Task details ▸
Find each row below that contains the word "liner" and copy those rows in full.

--- Start of Given records ---

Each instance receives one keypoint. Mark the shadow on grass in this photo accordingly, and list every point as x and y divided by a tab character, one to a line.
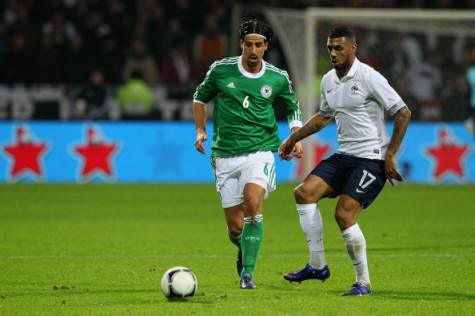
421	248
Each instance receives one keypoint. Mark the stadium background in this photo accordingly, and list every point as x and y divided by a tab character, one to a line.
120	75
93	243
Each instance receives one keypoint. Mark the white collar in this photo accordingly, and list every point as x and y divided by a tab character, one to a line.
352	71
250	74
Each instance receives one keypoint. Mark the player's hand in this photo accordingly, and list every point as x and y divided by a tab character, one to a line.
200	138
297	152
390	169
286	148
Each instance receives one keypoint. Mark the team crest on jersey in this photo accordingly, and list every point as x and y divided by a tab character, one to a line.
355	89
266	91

--- End of Given records ---
--- Start of Given records ---

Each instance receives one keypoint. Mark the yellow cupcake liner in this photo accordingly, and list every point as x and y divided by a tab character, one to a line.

--- End of Given records ---
--- Start of Given records ---

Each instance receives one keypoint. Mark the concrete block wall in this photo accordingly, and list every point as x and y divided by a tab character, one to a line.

--- End of Given records ---

Correct output ▸
Each instance receives one keypoint. Mark the yellow cupcake liner in this photo accordingly, and list every point as x and y divided by a tab character, one to a line.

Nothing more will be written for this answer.